[[ Dataset excerpts, beginning ]]

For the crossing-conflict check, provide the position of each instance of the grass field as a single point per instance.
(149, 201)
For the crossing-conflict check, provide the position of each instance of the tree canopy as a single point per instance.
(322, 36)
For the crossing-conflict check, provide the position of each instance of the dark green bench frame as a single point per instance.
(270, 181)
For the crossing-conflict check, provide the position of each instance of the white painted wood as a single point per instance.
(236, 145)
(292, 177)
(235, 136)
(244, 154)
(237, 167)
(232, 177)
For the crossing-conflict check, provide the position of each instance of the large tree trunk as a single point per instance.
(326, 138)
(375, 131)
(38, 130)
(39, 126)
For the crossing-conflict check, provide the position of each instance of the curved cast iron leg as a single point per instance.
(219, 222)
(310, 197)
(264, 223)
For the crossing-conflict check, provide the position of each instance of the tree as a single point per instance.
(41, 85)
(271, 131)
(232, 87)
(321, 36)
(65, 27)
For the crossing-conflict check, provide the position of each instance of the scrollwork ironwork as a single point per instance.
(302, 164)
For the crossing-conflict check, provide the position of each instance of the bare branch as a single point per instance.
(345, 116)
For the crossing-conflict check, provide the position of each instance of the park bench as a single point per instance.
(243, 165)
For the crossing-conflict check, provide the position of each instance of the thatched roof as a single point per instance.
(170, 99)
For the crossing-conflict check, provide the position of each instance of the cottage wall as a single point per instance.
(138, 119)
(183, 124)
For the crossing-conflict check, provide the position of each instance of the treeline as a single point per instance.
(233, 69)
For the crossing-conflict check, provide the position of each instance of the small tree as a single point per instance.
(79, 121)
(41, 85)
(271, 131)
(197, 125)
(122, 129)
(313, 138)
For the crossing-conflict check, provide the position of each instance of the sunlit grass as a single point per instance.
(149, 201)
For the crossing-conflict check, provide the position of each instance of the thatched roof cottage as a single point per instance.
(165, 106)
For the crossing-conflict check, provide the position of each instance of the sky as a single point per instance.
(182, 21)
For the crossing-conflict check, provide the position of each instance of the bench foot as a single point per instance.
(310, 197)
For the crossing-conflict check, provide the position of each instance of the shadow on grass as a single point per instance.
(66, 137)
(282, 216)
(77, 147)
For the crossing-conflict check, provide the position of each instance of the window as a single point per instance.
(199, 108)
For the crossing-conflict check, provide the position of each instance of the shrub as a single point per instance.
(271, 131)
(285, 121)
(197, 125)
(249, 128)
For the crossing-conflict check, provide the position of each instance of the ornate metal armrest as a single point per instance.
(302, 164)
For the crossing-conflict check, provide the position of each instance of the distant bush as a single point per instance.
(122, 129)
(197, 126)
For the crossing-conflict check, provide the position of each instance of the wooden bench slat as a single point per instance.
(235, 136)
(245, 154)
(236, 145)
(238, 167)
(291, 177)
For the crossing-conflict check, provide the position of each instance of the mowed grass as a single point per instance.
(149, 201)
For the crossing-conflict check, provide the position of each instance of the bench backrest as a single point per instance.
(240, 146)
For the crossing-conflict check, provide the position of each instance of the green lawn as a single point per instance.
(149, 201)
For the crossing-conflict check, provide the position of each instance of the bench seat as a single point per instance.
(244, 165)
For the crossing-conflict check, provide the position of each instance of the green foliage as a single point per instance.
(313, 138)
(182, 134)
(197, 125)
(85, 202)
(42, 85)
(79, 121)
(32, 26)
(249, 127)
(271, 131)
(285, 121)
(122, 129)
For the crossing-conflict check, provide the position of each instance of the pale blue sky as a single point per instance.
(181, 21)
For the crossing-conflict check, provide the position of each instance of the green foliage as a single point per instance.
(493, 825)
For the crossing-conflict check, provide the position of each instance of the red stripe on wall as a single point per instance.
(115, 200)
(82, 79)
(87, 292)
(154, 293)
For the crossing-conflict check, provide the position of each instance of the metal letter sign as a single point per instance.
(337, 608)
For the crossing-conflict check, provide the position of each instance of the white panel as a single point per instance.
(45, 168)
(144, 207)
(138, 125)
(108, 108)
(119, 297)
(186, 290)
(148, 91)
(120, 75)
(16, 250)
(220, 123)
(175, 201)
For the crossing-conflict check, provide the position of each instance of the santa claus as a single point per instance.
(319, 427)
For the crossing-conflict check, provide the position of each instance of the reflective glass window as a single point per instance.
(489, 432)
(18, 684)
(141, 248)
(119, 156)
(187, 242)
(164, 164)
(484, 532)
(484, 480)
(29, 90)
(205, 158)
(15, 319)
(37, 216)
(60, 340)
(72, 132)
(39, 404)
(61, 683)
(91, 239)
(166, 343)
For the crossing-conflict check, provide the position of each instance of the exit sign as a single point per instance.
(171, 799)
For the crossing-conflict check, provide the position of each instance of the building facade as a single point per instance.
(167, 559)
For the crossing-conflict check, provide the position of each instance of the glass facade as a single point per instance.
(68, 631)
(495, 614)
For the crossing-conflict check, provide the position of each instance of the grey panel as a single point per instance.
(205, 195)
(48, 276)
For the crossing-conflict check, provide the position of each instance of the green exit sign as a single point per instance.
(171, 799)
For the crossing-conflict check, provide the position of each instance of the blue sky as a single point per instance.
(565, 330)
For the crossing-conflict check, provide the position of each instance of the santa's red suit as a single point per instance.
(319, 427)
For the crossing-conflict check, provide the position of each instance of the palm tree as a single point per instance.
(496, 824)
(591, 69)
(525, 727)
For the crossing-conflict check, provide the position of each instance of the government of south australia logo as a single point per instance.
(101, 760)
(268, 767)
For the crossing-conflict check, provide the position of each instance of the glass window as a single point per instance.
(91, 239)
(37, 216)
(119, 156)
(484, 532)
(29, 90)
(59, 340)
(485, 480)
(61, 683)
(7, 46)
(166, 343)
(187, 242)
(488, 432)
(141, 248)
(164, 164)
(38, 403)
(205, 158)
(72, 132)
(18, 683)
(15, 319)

[[ Dataset excerpts, end ]]

All of the entries above should be transcribed exactly, line for line.

For the crossing-conflict check, provide the position of each instance of the grass field as a single point per instance.
(149, 201)
For the crossing-conflict check, provide the position of each instance of the tree canopy as a single point per instance.
(322, 36)
For the crossing-conflict check, provide the position of each instance of the dark green bench frame as a single point per instance.
(270, 181)
For the crossing-conflict check, provide the position of each instance of the white painted wood as a single point per instance.
(236, 145)
(292, 177)
(235, 136)
(244, 154)
(237, 167)
(232, 177)
For the crossing-conflict check, provide the position of each instance of the large tree trunk as a single point per instance.
(326, 138)
(375, 131)
(38, 130)
(39, 126)
For the crossing-conflict check, provide the position of each instance of the curved cast iron leg as a single point per instance.
(219, 222)
(310, 197)
(264, 223)
For the crossing-conflict check, provide the position of each instance of the tree as a single point per instance.
(41, 85)
(271, 131)
(232, 87)
(321, 36)
(65, 27)
For the crossing-conflict check, provide the position of each instance of the scrollwork ironwork as a single point per instance.
(302, 164)
For the crossing-conflict check, provide the position of each instance of the bare branch as a single point per instance.
(345, 116)
For the crossing-conflict check, provide the position of each instance of the park bench as a single point per instance.
(243, 165)
For the crossing-conflict check, provide the position of each instance of the thatched roof as a single point per instance.
(170, 99)
For the crossing-conflict check, provide the position of each instance of the cottage wall as a single point per instance.
(138, 119)
(183, 124)
For the crossing-conflict check, provide the position of each instance of the treeline as a single point per instance.
(233, 69)
For the crossing-conflict check, provide the position of each instance of the small tree as a single point per instance.
(79, 121)
(41, 85)
(271, 131)
(197, 125)
(122, 129)
(313, 138)
For the crossing-conflict check, provide the position of each instance of the sunlit grass as a single point per instance.
(149, 201)
For the crossing-conflict check, provide the position of each instance of the thatched roof cottage as a single point per instance.
(165, 106)
For the crossing-conflict check, provide the position of each instance of the sky as a single point per instance.
(182, 21)
For the crossing-conflict check, provide the position of each instance of the bench foot as a single point per instance.
(310, 197)
For the crossing-conflict check, provide the position of each instance of the shadow on grass as a single point per instance.
(66, 137)
(282, 216)
(77, 147)
For the crossing-conflict check, provide the position of each instance of the window as a single point per instance.
(199, 108)
For the crossing-conflict check, provide the position of each instance of the shrub as a single point per instance.
(271, 131)
(285, 121)
(197, 125)
(249, 128)
For the crossing-conflict check, provide the position of each instance of the ornate metal armrest as a single point per instance.
(302, 164)
For the crossing-conflict check, provide the position of each instance of the distant bush as a single point per instance.
(122, 129)
(197, 126)
For the crossing-conflict check, provide the position of each instance of the wooden bench slat as a single point per instance.
(235, 136)
(245, 154)
(236, 145)
(238, 167)
(291, 177)
For the crossing-conflict check, provide the position of each instance of the mowed grass as a single point per instance.
(149, 201)
For the crossing-conflict check, provide the position of each instance of the bench backrest as a single point per instance.
(240, 146)
For the crossing-conflict check, provide the position of each instance of the green lawn as a single point per instance.
(149, 201)
For the crossing-conflict check, provide the position of each instance of the bench seat as a single point per instance.
(244, 165)
For the crossing-conflict check, provide the position of each instance of the green foliage as a single point per instance.
(313, 138)
(182, 134)
(197, 125)
(85, 202)
(42, 85)
(79, 121)
(32, 26)
(249, 127)
(271, 131)
(285, 121)
(122, 129)
For the crossing-conflict check, provide the position of each instance of the pale blue sky as a single point per instance.
(181, 21)
For the crossing-conflict check, provide the position of each instance of the green foliage as a single point per instance.
(493, 825)
For the crossing-conflict check, provide the position of each instance of the red stripe on wall as a single point per instance.
(115, 200)
(82, 79)
(87, 292)
(154, 293)
For the crossing-conflict check, provide the position of each instance of the metal letter sign as a single point per instance.
(337, 608)
For the crossing-conflict check, provide the position of each instance of the white panel as a single point per instance.
(45, 168)
(144, 207)
(138, 125)
(108, 108)
(119, 297)
(186, 290)
(148, 91)
(120, 75)
(16, 250)
(220, 123)
(175, 201)
For the crossing-conflict check, provide the position of each instance of the santa claus as a single point per instance.
(319, 427)
For the crossing-conflict check, provide the position of each instance of the reflective glass window as a single point per instance.
(489, 432)
(18, 684)
(141, 248)
(119, 156)
(187, 242)
(164, 164)
(484, 532)
(484, 480)
(29, 90)
(205, 158)
(15, 319)
(37, 216)
(60, 340)
(72, 132)
(39, 404)
(61, 683)
(91, 239)
(166, 343)
For the crossing-conflict check, provide the position of each instance of the exit sign as a single point per instance.
(171, 799)
For the crossing-conflict check, provide the position of each instance of the building facade as a single point per instance.
(167, 559)
For the crossing-conflict check, provide the position of each instance of the glass facade as a single point per instance.
(68, 631)
(495, 614)
For the crossing-conflict check, provide the position of each instance of the grey panel as a single point per instance.
(205, 195)
(48, 276)
For the crossing-conflict check, provide the position of each instance of the green exit sign as a single point per instance.
(171, 799)
For the crossing-conflict check, provide the position of each instance of the blue sky as a single point per instance.
(565, 330)
For the crossing-conflict check, provide the position of each instance of the santa's red suit as a single point per instance.
(319, 427)
For the crossing-conflict check, provide the position of each instance of the palm tree as a single point per instance.
(496, 824)
(591, 69)
(525, 727)
For the crossing-conflict check, provide the position of each instance of the government of south australia logo as a single point per instance.
(101, 760)
(268, 767)
For the crossing-conflict check, provide the position of each instance of the glass window as a single point per instance.
(91, 239)
(37, 216)
(119, 156)
(484, 532)
(29, 90)
(59, 340)
(485, 480)
(61, 683)
(7, 46)
(166, 343)
(187, 242)
(488, 432)
(141, 248)
(164, 164)
(38, 403)
(205, 158)
(72, 132)
(18, 683)
(15, 319)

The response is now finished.